*TASK PROMPT*
Put each line of the data below into a JSON list of strings, one string per line, leaving out any blank lines.

*THE RECORDS*
━━━━━━━━━━
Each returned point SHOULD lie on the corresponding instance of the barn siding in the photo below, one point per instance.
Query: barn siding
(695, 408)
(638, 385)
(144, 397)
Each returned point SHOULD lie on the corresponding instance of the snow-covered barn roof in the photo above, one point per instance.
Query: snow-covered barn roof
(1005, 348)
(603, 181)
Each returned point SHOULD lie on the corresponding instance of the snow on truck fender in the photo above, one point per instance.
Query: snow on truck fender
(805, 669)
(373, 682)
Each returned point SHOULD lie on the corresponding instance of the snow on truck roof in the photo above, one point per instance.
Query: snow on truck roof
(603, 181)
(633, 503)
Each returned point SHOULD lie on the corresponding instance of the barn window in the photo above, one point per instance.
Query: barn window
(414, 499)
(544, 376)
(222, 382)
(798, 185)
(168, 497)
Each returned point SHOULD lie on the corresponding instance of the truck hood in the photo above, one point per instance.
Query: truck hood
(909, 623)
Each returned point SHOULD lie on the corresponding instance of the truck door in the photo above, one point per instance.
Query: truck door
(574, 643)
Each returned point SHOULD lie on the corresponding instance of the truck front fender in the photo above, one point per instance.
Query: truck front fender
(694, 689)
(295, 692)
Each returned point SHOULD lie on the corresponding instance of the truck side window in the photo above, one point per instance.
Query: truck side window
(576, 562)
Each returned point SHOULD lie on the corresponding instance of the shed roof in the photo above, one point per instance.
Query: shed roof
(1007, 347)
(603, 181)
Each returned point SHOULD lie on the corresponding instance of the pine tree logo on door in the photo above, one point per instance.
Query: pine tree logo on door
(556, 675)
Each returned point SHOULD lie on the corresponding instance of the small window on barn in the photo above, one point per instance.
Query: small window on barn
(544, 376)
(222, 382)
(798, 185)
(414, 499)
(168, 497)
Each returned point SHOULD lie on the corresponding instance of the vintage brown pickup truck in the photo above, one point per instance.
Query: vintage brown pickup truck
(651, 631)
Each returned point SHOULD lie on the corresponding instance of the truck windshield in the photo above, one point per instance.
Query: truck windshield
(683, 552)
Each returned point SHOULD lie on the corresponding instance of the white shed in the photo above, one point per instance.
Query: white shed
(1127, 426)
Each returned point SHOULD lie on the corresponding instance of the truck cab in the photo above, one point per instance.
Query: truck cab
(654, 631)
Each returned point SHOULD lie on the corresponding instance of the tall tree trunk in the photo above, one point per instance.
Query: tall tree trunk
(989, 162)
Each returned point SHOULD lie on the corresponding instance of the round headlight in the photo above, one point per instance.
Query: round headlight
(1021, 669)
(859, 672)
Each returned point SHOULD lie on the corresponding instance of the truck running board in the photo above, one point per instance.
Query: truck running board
━━━━━━━━━━
*ANSWER TO THE PROBLEM*
[
  "Each returned point SHOULD lie on the corresponding instance of the barn siding in the photo below, one point per instance.",
  "Query: barn siding",
  "(695, 408)",
  "(638, 385)",
  "(144, 397)",
  "Each returned point SHOULD lie on the corresponding instance of the snow-covered barn roof in the photo above, one point per instance.",
  "Query: snow-covered barn roof",
  "(1005, 348)",
  "(603, 181)",
  "Each returned point SHOULD lie on the corresponding instance of the snow on truck fender in the photo above, one point per instance.",
  "Query: snow on truck fender",
  "(805, 669)",
  "(373, 682)",
  "Each returned point SHOULD lie on the corresponding instance of the snow on truck roof in the photo above, one point per instance.",
  "Query: snow on truck roof",
  "(603, 181)",
  "(633, 503)",
  "Each returned point SHOULD lie on the corresponding instance of the barn window in the photo above, one point per instance.",
  "Query: barn window",
  "(414, 499)",
  "(544, 376)",
  "(222, 382)",
  "(798, 185)",
  "(168, 497)",
  "Each returned point SHOULD lie on the corresponding instance of the truck hood in the photo above, one point per instance.",
  "Query: truck hood",
  "(909, 623)",
  "Each returned point SHOULD lie on the corresponding instance of the truck door in the photo above, one point per instance.",
  "Query: truck door",
  "(574, 643)",
  "Each returned point SHOULD lie on the corresponding instance of the truck front fender in the photo above, one point per instance.",
  "Query: truck front fender",
  "(694, 689)",
  "(295, 692)",
  "Each returned point SHOULD lie on the corresponding instance of the truck side window in the photo above, one point per instance.",
  "Query: truck side window",
  "(576, 562)",
  "Each returned point SHOULD lie on the corresponding instance of the shed roof in the photo above, one point per instance.",
  "Query: shed roof",
  "(1007, 347)",
  "(603, 181)",
  "Each returned point SHOULD lie on the corresponding instance of the pine tree logo on door in the photo above, one point per instance.",
  "Query: pine tree logo on door",
  "(556, 675)",
  "Each returned point SHOULD lie on the corresponding instance of the small window on barn in the photo above, one point per instance.",
  "Query: small window on barn",
  "(544, 376)",
  "(222, 382)",
  "(798, 185)",
  "(414, 499)",
  "(168, 497)",
  "Each returned point SHOULD lie on the corresponding instance of the vintage brown pickup truck in the photo above, one point per instance.",
  "Query: vintage brown pickup truck",
  "(651, 631)",
  "Each returned point SHOULD lie on the corresponding instance of the truck windshield in the photo above, one point per instance.",
  "Query: truck windshield",
  "(683, 552)",
  "Each returned point SHOULD lie on the corresponding instance of the white shed in the photo above, one point per instance.",
  "Query: white shed",
  "(1127, 426)",
  "Each returned point SHOULD lie on the corresponding instance of the truck cab in the photo above, one point per instance.",
  "Query: truck cab",
  "(654, 631)",
  "Each returned point SHOULD lie on the corresponding instance of the tall tree trunk in the photo above, one point per instance.",
  "Query: tall tree trunk",
  "(989, 162)",
  "Each returned point SHOULD lie on the corresponding instance of the round headlight in the photo above, one point per instance.",
  "Query: round headlight",
  "(1021, 669)",
  "(859, 672)",
  "Each returned point SHOULD lie on the corresponding instance of the truck running board in the photo above, one point per instance.",
  "Query: truck running board"
]